TASK DESCRIPTION: Locate every line in the records below that contains the string "white" and copy each of those lines in full. Matching is case-sensitive.

EXTRACTED INFORMATION:

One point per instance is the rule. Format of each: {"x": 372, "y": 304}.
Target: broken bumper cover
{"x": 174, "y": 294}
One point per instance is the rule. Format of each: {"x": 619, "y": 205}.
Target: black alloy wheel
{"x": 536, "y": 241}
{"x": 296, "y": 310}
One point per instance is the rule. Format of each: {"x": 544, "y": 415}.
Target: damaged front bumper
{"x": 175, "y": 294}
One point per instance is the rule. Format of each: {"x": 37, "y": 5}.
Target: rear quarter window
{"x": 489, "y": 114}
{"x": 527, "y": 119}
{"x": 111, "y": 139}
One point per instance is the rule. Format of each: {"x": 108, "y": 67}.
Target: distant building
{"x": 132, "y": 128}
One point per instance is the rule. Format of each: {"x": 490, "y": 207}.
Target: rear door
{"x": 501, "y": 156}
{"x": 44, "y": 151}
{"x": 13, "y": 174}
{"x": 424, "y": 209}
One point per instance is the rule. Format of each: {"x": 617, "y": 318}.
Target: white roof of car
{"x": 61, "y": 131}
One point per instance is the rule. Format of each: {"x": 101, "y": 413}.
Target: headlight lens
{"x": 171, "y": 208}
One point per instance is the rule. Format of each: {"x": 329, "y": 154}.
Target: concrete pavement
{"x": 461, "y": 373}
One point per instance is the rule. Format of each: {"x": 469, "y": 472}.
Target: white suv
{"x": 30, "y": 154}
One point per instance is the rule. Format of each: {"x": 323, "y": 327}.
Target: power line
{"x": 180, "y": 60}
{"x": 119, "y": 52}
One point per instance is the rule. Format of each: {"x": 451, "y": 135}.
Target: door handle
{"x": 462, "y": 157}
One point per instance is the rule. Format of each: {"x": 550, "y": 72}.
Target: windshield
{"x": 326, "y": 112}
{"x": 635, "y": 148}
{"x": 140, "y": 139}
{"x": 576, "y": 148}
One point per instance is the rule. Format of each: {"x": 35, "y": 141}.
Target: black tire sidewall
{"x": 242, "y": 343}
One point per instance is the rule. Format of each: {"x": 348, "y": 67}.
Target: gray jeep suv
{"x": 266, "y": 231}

SOLUTION:
Target: white roof of car
Target: white suv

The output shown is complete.